START Data for processing

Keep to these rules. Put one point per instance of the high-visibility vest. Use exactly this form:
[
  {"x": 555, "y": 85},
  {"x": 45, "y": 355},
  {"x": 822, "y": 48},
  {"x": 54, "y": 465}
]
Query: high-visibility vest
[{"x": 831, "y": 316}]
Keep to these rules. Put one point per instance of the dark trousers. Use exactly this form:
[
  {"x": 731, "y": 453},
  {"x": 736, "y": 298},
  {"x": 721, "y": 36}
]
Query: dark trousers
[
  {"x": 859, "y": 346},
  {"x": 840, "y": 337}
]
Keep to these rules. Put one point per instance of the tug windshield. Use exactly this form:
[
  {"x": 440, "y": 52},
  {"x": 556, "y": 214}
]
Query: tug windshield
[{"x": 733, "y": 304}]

END Data for processing

▶ _Exercise details_:
Taking the entries above, please repeat each one exactly.

▶ _Solution_:
Keep to these rules. Put one point per instance of the high-visibility vest. Use exactly this form:
[
  {"x": 555, "y": 85},
  {"x": 45, "y": 355},
  {"x": 822, "y": 48},
  {"x": 54, "y": 465}
]
Query: high-visibility vest
[{"x": 831, "y": 316}]
Keep to these rules. Put one point per instance of the dark trousers. Use exactly this form:
[
  {"x": 731, "y": 453},
  {"x": 736, "y": 298},
  {"x": 721, "y": 36}
]
Query: dark trousers
[
  {"x": 859, "y": 346},
  {"x": 840, "y": 337}
]
Keep to these rules. Put one point per instance of the tug windshield. Use exactly this form:
[
  {"x": 440, "y": 52},
  {"x": 556, "y": 214}
]
Query: tug windshield
[{"x": 733, "y": 304}]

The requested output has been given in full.